_Source records_
# # # #
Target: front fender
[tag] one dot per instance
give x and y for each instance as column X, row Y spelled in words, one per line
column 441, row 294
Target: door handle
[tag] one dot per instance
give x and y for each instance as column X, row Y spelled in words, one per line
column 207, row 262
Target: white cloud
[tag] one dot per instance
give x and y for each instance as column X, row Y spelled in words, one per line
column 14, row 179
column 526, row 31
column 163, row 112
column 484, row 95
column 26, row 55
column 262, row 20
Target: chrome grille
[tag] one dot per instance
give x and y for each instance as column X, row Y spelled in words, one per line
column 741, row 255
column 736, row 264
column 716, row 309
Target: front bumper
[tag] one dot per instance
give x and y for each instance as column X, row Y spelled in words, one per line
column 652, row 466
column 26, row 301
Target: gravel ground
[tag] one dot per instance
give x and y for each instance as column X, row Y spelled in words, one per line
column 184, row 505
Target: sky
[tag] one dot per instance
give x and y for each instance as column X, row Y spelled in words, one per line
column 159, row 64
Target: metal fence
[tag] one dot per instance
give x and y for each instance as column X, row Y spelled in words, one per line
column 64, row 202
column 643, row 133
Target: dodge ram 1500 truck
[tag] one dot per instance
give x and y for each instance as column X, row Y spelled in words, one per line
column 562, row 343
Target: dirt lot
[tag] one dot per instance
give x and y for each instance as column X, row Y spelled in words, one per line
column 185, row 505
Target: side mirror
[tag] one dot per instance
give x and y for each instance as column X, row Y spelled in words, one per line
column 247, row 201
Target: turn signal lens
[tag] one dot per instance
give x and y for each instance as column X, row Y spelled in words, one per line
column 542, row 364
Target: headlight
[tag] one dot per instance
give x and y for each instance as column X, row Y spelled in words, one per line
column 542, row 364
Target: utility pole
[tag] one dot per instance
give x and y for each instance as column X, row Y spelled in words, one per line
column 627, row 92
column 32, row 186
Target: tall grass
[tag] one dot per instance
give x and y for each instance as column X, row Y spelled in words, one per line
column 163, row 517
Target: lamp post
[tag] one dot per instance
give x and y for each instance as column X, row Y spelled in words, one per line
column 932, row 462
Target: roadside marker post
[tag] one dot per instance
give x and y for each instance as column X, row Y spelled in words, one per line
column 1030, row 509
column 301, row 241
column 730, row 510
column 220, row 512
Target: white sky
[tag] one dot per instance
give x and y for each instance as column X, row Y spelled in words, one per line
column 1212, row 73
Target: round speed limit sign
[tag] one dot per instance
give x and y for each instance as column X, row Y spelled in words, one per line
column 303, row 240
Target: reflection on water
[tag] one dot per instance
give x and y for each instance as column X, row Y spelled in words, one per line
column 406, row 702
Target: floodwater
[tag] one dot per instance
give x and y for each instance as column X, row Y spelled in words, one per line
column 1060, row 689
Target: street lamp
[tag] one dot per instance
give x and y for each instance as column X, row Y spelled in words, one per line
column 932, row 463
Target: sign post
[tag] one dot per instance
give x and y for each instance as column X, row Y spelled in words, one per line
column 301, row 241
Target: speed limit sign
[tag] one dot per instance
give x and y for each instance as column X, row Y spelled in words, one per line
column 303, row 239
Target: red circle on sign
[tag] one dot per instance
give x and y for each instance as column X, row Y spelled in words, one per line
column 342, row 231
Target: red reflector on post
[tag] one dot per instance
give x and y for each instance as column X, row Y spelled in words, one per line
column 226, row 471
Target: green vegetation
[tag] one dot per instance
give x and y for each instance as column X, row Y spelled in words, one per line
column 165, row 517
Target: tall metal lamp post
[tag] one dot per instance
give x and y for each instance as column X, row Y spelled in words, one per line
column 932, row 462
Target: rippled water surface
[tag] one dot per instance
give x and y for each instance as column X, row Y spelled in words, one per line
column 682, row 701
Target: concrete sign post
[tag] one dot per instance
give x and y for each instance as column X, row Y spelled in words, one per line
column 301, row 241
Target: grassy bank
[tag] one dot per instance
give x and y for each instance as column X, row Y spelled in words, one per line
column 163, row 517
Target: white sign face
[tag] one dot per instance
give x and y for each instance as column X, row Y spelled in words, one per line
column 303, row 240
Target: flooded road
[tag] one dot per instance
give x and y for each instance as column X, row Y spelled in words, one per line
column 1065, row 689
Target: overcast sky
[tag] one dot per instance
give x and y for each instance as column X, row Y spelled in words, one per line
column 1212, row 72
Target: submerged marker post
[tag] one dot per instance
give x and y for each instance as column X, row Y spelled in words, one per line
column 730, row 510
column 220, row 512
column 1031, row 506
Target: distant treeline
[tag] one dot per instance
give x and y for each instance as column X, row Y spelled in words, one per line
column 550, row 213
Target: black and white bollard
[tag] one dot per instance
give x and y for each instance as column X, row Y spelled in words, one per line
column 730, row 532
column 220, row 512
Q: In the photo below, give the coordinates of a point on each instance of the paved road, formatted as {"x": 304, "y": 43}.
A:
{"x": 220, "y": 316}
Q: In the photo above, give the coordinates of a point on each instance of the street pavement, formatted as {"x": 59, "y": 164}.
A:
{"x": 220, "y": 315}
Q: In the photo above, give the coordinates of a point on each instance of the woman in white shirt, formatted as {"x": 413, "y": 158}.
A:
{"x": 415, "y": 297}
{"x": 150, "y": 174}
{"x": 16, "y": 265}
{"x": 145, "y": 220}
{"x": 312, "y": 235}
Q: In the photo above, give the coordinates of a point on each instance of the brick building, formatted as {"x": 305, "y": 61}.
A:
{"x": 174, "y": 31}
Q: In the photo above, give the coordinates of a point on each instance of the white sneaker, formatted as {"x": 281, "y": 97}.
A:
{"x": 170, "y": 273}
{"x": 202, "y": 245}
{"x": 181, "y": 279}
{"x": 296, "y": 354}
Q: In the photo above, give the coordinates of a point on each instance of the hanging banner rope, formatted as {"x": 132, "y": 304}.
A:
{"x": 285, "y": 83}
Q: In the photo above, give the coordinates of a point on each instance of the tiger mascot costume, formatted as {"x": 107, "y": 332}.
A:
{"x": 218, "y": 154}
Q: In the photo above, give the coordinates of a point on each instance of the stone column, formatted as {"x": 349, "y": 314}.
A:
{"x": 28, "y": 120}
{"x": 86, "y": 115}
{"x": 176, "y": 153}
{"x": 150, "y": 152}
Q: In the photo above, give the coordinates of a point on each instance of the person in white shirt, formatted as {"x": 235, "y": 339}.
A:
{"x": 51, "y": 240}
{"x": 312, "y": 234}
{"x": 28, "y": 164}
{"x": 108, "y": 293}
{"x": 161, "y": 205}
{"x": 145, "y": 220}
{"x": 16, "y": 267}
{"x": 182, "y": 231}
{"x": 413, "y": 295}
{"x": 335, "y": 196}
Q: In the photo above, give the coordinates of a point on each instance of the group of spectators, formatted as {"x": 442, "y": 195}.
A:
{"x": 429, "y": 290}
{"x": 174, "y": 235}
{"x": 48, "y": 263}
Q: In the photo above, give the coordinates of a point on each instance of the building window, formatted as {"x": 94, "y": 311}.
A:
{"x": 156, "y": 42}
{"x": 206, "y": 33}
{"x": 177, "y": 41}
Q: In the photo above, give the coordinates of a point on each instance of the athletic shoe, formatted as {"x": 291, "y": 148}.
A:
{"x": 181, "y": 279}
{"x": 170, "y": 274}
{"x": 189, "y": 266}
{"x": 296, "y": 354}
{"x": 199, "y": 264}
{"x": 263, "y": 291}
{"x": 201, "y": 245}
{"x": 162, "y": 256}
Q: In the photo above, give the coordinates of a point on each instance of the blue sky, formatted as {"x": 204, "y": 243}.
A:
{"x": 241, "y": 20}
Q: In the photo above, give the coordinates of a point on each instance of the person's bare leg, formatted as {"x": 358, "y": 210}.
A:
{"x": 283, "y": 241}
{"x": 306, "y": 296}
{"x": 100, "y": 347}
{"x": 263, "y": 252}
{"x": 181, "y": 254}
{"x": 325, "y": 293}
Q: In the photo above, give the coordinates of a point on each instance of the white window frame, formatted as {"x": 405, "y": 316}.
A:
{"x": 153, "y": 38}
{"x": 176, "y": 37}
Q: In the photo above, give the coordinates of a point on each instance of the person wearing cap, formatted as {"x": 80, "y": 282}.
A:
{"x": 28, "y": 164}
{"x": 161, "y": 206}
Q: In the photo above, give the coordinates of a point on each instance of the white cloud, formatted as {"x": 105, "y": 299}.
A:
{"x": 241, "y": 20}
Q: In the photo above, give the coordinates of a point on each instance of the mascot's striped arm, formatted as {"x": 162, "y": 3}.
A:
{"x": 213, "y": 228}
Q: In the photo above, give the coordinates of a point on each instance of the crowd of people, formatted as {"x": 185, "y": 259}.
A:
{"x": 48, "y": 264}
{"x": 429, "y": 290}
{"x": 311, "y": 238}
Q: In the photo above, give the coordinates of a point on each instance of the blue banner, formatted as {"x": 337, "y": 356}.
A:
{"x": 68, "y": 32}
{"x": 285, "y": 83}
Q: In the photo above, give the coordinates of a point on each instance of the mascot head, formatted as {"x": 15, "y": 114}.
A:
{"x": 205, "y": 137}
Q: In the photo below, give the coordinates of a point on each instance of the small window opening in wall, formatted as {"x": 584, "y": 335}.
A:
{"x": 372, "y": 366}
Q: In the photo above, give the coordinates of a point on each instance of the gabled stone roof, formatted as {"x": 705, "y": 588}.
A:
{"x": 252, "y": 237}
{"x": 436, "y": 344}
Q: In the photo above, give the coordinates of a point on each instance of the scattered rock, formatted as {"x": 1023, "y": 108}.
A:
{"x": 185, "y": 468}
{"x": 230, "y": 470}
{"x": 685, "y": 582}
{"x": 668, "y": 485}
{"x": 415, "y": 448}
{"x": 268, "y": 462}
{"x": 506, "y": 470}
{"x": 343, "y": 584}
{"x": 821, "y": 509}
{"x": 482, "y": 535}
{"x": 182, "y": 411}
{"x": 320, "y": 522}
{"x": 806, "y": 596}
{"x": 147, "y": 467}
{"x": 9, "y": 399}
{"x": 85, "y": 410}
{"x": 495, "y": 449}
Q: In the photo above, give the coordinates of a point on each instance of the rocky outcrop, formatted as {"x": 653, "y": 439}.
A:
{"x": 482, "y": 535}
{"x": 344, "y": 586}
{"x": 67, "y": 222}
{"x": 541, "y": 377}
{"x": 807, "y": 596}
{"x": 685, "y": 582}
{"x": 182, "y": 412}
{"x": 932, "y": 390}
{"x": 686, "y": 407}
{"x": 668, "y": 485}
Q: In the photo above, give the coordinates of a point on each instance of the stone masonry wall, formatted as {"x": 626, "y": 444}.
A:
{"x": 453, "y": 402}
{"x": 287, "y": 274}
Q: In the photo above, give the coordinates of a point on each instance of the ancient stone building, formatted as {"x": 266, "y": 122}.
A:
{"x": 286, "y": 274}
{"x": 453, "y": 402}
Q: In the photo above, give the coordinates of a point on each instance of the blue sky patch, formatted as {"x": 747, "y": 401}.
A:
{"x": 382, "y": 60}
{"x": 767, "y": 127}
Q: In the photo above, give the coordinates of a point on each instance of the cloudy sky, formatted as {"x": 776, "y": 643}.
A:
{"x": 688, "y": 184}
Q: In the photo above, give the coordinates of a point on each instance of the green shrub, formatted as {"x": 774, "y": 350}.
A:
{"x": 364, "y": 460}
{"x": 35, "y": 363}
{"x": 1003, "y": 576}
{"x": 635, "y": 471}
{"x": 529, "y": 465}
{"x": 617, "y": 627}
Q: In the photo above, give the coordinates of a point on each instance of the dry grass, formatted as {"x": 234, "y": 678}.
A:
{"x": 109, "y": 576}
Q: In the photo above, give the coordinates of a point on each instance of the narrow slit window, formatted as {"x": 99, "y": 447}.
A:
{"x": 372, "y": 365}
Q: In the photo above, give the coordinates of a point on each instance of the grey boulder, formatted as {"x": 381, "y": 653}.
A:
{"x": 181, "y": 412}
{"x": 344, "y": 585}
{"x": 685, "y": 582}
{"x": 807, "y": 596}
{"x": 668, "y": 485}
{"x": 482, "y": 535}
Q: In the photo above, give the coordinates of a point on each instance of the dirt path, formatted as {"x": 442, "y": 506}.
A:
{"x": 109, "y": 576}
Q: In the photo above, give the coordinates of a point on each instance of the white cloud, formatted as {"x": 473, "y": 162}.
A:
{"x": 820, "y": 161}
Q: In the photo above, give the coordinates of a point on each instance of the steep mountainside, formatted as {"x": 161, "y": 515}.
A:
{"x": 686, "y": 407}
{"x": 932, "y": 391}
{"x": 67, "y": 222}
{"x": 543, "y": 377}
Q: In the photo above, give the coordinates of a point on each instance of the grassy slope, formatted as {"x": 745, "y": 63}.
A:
# # # #
_REQUIRED ACTION_
Return all lines from the data above with "wall" in them.

_WRITTEN ANSWER_
Q: In the photo below, give the coordinates of a point on each instance of the small window opening in wall, formatted as {"x": 584, "y": 335}.
Q: In the photo above, give the coordinates of a point on each instance of the stone masonry wall, formatted as {"x": 626, "y": 444}.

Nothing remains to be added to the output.